**Your objective:**
An exact copy of every entry is needed, without the pictures.

++++ Task material ++++

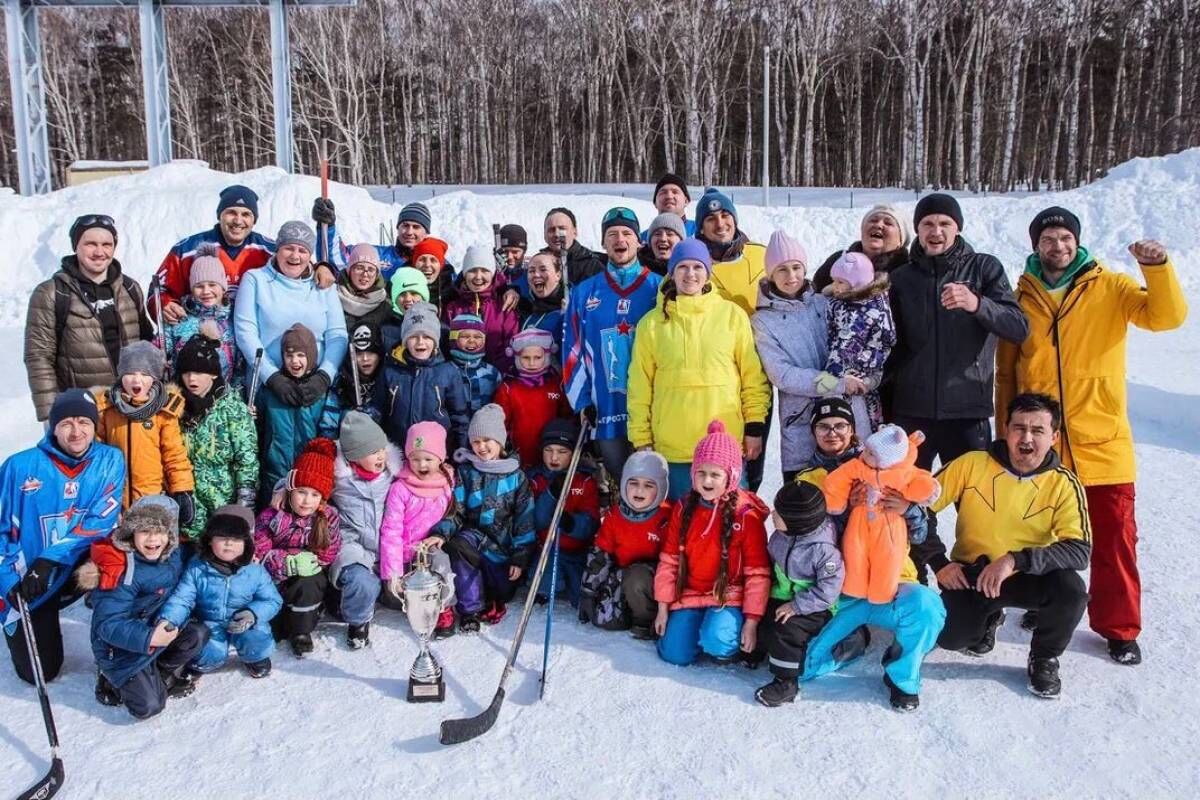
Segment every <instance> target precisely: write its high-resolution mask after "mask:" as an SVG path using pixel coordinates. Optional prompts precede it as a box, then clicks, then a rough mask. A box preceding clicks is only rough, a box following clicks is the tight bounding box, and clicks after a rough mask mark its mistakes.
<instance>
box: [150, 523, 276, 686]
mask: <svg viewBox="0 0 1200 800" xmlns="http://www.w3.org/2000/svg"><path fill="white" fill-rule="evenodd" d="M253 528H254V512H252V511H251V510H250V509H246V507H245V506H238V505H232V506H223V507H221V509H217V510H216V511H215V512H214V513H212V516H211V517H209V524H208V525H205V527H204V533H203V534H200V545H199V548H198V549H197V553H196V555H194V557H193V558H192V559H191V560H190V561H188V563H187V567H186V569H185V570H184V577H182V578H180V581H179V585H178V587H175V591H173V593H172V595H170V599H169V600H168V601H167V604H166V606H163V608H162V614H161V618H162V619H163V620H166V621H168V622H170V624H172V625H174V626H175V627H176V628H179V627H182V626H184V625H185V624H186V622H187V620H188V619H190V618H191V616H193V615H194V616H196V618H197V619H198V620H199V621H200V622H202V624H203V625H204V626H205V627H208V630H209V640H208V644H205V645H204V649H203V650H202V651H200V657H199V660H197V662H196V669H198V670H199V672H202V673H205V672H212V670H214V669H220V668H221V667H222V666H223V664H224V662H226V661H227V660H228V657H229V645H230V644H232V645H233V646H234V649H236V650H238V657H239V658H241V662H242V663H244V664H245V666H246V672H248V673H250V676H251V678H265V676H266V675H269V674H270V673H271V654H272V652H274V651H275V637H274V636H272V634H271V625H270V622H271V619H272V618H274V616H275V615H276V614H278V613H280V608H281V607H282V606H283V599H282V597H280V593H278V591H277V590H276V589H275V583H274V582H272V581H271V576H270V575H269V573H268V572H266V570H265V569H264V567H263V565H262V564H256V563H253V558H254V536H253Z"/></svg>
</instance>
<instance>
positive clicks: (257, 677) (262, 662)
mask: <svg viewBox="0 0 1200 800" xmlns="http://www.w3.org/2000/svg"><path fill="white" fill-rule="evenodd" d="M246 672H248V673H250V676H251V678H266V676H268V675H270V674H271V660H270V658H263V660H262V661H248V662H246Z"/></svg>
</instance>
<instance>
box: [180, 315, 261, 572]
mask: <svg viewBox="0 0 1200 800" xmlns="http://www.w3.org/2000/svg"><path fill="white" fill-rule="evenodd" d="M218 348H220V343H218V342H217V341H216V339H211V338H209V337H208V336H205V335H204V333H197V335H196V336H193V337H192V338H191V339H188V341H187V344H185V345H184V348H182V349H181V350H180V351H179V357H176V359H175V378H176V380H179V383H180V385H181V391H182V393H184V417H182V421H181V422H182V429H184V444H186V445H187V457H188V461H191V462H192V474H193V476H194V479H196V489H194V494H193V498H194V504H193V505H194V515H193V517H192V521H191V523H188V524H187V525H184V534H185V535H186V536H187V541H188V542H192V543H194V540H196V539H197V537H198V536H199V535H200V531H202V530H204V524H205V523H206V522H208V519H209V515H210V513H212V512H214V511H216V510H217V509H220V507H221V506H223V505H229V504H230V503H238V504H240V505H244V506H246V507H247V509H252V507H253V506H254V494H256V492H257V489H258V432H257V431H256V429H254V420H253V419H252V417H251V415H250V408H247V407H246V403H245V402H244V401H242V398H241V395H240V393H239V392H238V391H235V390H234V389H232V387H230V386H229V385H227V384H226V380H224V377H223V375H222V374H221V360H220V357H218ZM188 547H191V545H188ZM188 552H191V551H188Z"/></svg>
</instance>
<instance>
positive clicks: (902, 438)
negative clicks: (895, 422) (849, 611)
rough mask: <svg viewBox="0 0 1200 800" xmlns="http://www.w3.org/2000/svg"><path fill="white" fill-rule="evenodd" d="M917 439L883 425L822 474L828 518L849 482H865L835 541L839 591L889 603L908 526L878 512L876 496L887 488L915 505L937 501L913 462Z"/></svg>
mask: <svg viewBox="0 0 1200 800" xmlns="http://www.w3.org/2000/svg"><path fill="white" fill-rule="evenodd" d="M923 440H924V435H923V434H920V433H919V432H916V433H913V434H912V435H911V437H906V435H905V432H904V428H901V427H899V426H895V425H884V426H882V427H881V428H880V429H878V431H877V432H875V433H872V434H871V435H870V437H868V439H866V445H865V449H864V450H863V455H862V456H859V457H858V458H854V459H852V461H848V462H846V463H845V464H842V465H841V467H839V468H838V469H835V470H834V471H832V473H829V475H828V477H826V480H824V483H823V485H822V487H821V488H822V489H823V491H824V495H826V504H827V506H828V511H829V515H830V516H838V515H840V513H842V512H844V511H845V510H846V506H847V504H848V503H850V492H851V488H852V487H853V485H854V481H862V482H864V483H865V485H866V503H865V504H864V505H860V506H856V507H854V509H852V510H851V512H850V519H848V521H847V523H846V534H845V536H844V537H842V542H841V553H842V559H844V560H845V563H846V581H845V584H844V585H842V594H846V595H850V596H851V597H866V600H868V601H870V602H872V603H886V602H890V601H892V599H893V597H894V596H895V593H896V587H898V584H899V583H900V570H901V567H902V566H904V560H905V558H906V557H907V555H908V527H907V524H906V523H905V519H904V517H902V516H901V515H898V513H892V512H890V511H884V510H882V509H881V507H880V506H878V500H880V498H881V497H882V494H883V491H884V489H889V488H890V489H895V491H896V492H899V493H900V494H902V495H904V498H905V499H906V500H908V501H910V503H916V504H917V505H929V504H931V503H932V501H934V500H936V499H937V495H938V494H940V493H941V489H940V487H938V485H937V480H936V479H935V477H934V476H932V475H931V474H930V473H929V471H928V470H924V469H919V468H918V467H917V465H916V463H917V447H918V445H919V444H920V443H922V441H923Z"/></svg>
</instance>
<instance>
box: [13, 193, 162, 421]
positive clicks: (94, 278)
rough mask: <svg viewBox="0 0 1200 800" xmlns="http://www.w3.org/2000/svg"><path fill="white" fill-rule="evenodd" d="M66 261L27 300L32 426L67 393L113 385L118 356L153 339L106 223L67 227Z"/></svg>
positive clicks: (149, 326) (139, 288)
mask: <svg viewBox="0 0 1200 800" xmlns="http://www.w3.org/2000/svg"><path fill="white" fill-rule="evenodd" d="M71 248H72V249H73V251H74V254H72V255H65V257H64V258H62V261H61V264H60V266H59V271H58V272H55V273H54V275H53V276H52V277H50V279H49V281H44V282H43V283H40V284H38V285H37V288H35V289H34V294H32V295H31V296H30V299H29V313H28V314H26V315H25V372H26V374H28V377H29V390H30V391H31V392H32V395H34V409H35V411H36V413H37V419H38V420H40V421H44V420H46V417H47V415H48V414H49V411H50V404H52V403H54V396H55V395H58V393H59V392H60V391H64V390H66V389H76V387H78V389H90V387H92V386H100V385H106V386H108V385H112V384H113V381H114V380H115V379H116V360H118V357H119V356H120V353H121V348H122V347H125V345H126V344H128V343H131V342H136V341H138V339H149V338H152V337H154V329H152V326H151V325H150V319H149V318H148V317H146V313H145V300H144V295H143V294H142V288H140V287H139V285H138V284H137V282H136V281H134V279H133V278H131V277H128V276H126V275H124V273H122V272H121V264H120V261H118V260H116V258H115V257H114V252H115V249H116V225H115V223H114V222H113V218H112V217H108V216H104V215H102V213H89V215H84V216H82V217H79V218H78V219H76V221H74V223H73V224H72V225H71Z"/></svg>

++++

**Answer to this exercise:**
Segment every <instance> target precisely: write its high-resolution mask after "mask:" as an SVG path using pixel coordinates. Optional prompts precede it as a box, then clicks, then a rough mask. A box preceding clicks is only rough, a box following clicks is the tight bounding box, and clicks after a rough mask mark its mistakes.
<instance>
box: [150, 523, 276, 686]
mask: <svg viewBox="0 0 1200 800" xmlns="http://www.w3.org/2000/svg"><path fill="white" fill-rule="evenodd" d="M253 528H254V512H252V511H251V510H250V509H246V507H245V506H238V505H232V506H223V507H221V509H217V510H216V511H215V512H214V513H212V516H211V517H209V524H208V525H205V527H204V533H203V534H200V545H199V548H198V549H197V553H196V555H194V557H193V558H192V559H191V560H190V561H188V563H187V567H186V569H185V570H184V577H182V578H180V581H179V585H178V587H175V591H173V593H172V595H170V599H169V600H168V601H167V604H166V606H163V608H162V614H161V618H162V619H163V620H166V621H168V622H170V624H172V625H174V626H175V627H176V628H179V627H182V626H184V625H185V624H186V622H187V620H188V619H190V618H191V616H193V615H194V616H196V618H197V619H198V620H199V621H200V622H202V624H203V625H204V626H205V627H208V630H209V640H208V644H205V645H204V649H203V650H202V651H200V657H199V660H197V662H196V669H198V670H199V672H202V673H205V672H212V670H214V669H220V668H221V667H222V666H223V664H224V662H226V661H227V660H228V657H229V645H230V644H232V645H233V646H234V649H236V650H238V657H239V658H241V662H242V663H244V664H245V666H246V672H248V673H250V676H251V678H265V676H266V675H269V674H270V673H271V654H272V652H274V651H275V637H274V636H272V634H271V625H270V622H271V619H272V618H274V616H275V615H276V614H278V613H280V608H281V607H282V606H283V599H282V597H280V593H278V591H277V590H276V589H275V583H274V582H272V581H271V576H270V575H269V573H268V572H266V570H265V569H264V567H263V565H262V564H256V563H253V558H254V536H253Z"/></svg>
</instance>
<instance>
positive clicks: (257, 677) (262, 662)
mask: <svg viewBox="0 0 1200 800" xmlns="http://www.w3.org/2000/svg"><path fill="white" fill-rule="evenodd" d="M246 672H248V673H250V676H251V678H266V676H268V675H270V674H271V660H270V658H263V660H262V661H248V662H246Z"/></svg>
</instance>
<instance>
box: [180, 315, 261, 572]
mask: <svg viewBox="0 0 1200 800" xmlns="http://www.w3.org/2000/svg"><path fill="white" fill-rule="evenodd" d="M218 348H220V343H218V342H217V341H216V339H211V338H209V337H208V336H205V335H204V333H197V335H196V336H193V337H192V338H191V339H188V341H187V344H185V345H184V348H182V349H181V350H180V351H179V357H176V359H175V378H176V380H179V383H180V385H181V391H182V393H184V417H182V421H181V422H182V429H184V444H186V445H187V457H188V461H191V462H192V474H193V476H194V479H196V489H194V494H193V498H194V504H193V505H194V515H193V517H192V521H191V523H188V524H187V525H184V534H185V535H186V536H187V541H188V542H192V543H194V540H196V539H197V537H198V536H199V535H200V531H202V530H204V524H205V523H206V522H208V519H209V515H210V513H212V512H214V511H216V510H217V509H220V507H221V506H223V505H229V504H230V503H238V504H240V505H244V506H246V507H247V509H252V507H253V506H254V494H256V492H257V489H258V432H257V431H256V429H254V420H253V419H252V417H251V415H250V408H247V407H246V403H245V402H244V401H242V398H241V395H240V393H239V392H238V391H235V390H234V389H232V387H230V386H229V385H227V384H226V380H224V377H223V375H222V374H221V360H220V357H218ZM188 547H191V545H188ZM188 552H191V551H188Z"/></svg>
</instance>
<instance>
positive clicks: (902, 438)
negative clicks: (895, 422) (849, 611)
rough mask: <svg viewBox="0 0 1200 800" xmlns="http://www.w3.org/2000/svg"><path fill="white" fill-rule="evenodd" d="M917 439L883 425L822 474L828 518L849 482H865L835 541L839 591L889 603L908 526L878 512L876 496L887 488L915 505L937 501L913 462Z"/></svg>
mask: <svg viewBox="0 0 1200 800" xmlns="http://www.w3.org/2000/svg"><path fill="white" fill-rule="evenodd" d="M923 440H924V435H923V434H920V433H919V432H916V433H913V434H912V435H911V437H906V435H905V432H904V428H901V427H899V426H895V425H884V426H882V427H881V428H880V429H878V431H877V432H875V433H872V434H871V435H870V437H868V439H866V445H865V449H864V450H863V455H862V456H859V457H858V458H854V459H852V461H848V462H846V463H845V464H842V465H841V467H839V468H838V469H835V470H834V471H832V473H829V475H828V477H826V480H824V483H823V485H822V487H821V488H822V489H823V491H824V495H826V504H827V506H828V511H829V515H830V516H838V515H840V513H842V512H844V511H845V510H846V506H847V504H848V503H850V492H851V488H852V487H853V485H854V481H862V482H864V483H865V485H866V503H865V504H864V505H860V506H856V507H854V509H852V510H851V512H850V519H848V521H847V523H846V534H845V536H844V537H842V542H841V553H842V559H844V560H845V563H846V581H845V584H844V585H842V594H846V595H850V596H851V597H866V600H868V601H870V602H872V603H886V602H890V601H892V599H893V597H894V596H895V593H896V587H898V584H899V583H900V570H901V567H902V566H904V560H905V558H906V557H907V555H908V527H907V524H906V523H905V519H904V517H902V516H901V515H898V513H892V512H890V511H884V510H882V509H881V507H880V506H878V500H880V498H881V497H882V494H883V491H884V489H889V488H890V489H895V491H896V492H899V493H900V494H902V495H904V498H905V499H906V500H908V501H910V503H916V504H917V505H929V504H931V503H932V501H934V500H936V499H937V495H938V494H940V493H941V489H940V487H938V485H937V480H936V479H935V477H934V476H932V475H931V474H930V473H929V471H928V470H924V469H919V468H918V467H917V465H916V463H917V447H918V445H919V444H920V443H922V441H923Z"/></svg>
</instance>
<instance>
box: [13, 193, 162, 421]
positive clicks: (94, 278)
rough mask: <svg viewBox="0 0 1200 800" xmlns="http://www.w3.org/2000/svg"><path fill="white" fill-rule="evenodd" d="M66 261L27 300L32 426L67 393L113 385L118 356L153 339L106 223L67 227Z"/></svg>
positive clicks: (149, 326) (139, 288)
mask: <svg viewBox="0 0 1200 800" xmlns="http://www.w3.org/2000/svg"><path fill="white" fill-rule="evenodd" d="M71 248H72V249H73V251H74V254H72V255H65V257H64V258H62V261H61V264H60V266H59V271H58V272H55V273H54V275H53V276H52V277H50V279H49V281H44V282H43V283H40V284H38V285H37V288H35V289H34V294H32V295H31V296H30V299H29V313H28V314H26V315H25V372H26V374H28V377H29V390H30V391H31V392H32V395H34V409H35V411H36V413H37V419H38V420H40V421H44V420H46V417H47V415H48V414H49V411H50V404H52V403H54V396H55V395H58V393H59V392H60V391H64V390H66V389H76V387H78V389H90V387H92V386H100V385H106V386H108V385H112V384H113V381H114V380H115V379H116V360H118V357H119V356H120V353H121V348H122V347H125V345H126V344H128V343H131V342H136V341H138V339H149V338H152V337H154V329H152V326H151V325H150V319H149V318H148V317H146V313H145V300H144V295H143V294H142V288H140V287H139V285H138V284H137V282H136V281H134V279H133V278H131V277H128V276H126V275H124V273H122V272H121V264H120V261H118V260H116V258H115V257H114V252H115V249H116V225H115V223H114V222H113V218H112V217H108V216H104V215H102V213H89V215H84V216H82V217H79V218H78V219H76V221H74V223H73V224H72V225H71Z"/></svg>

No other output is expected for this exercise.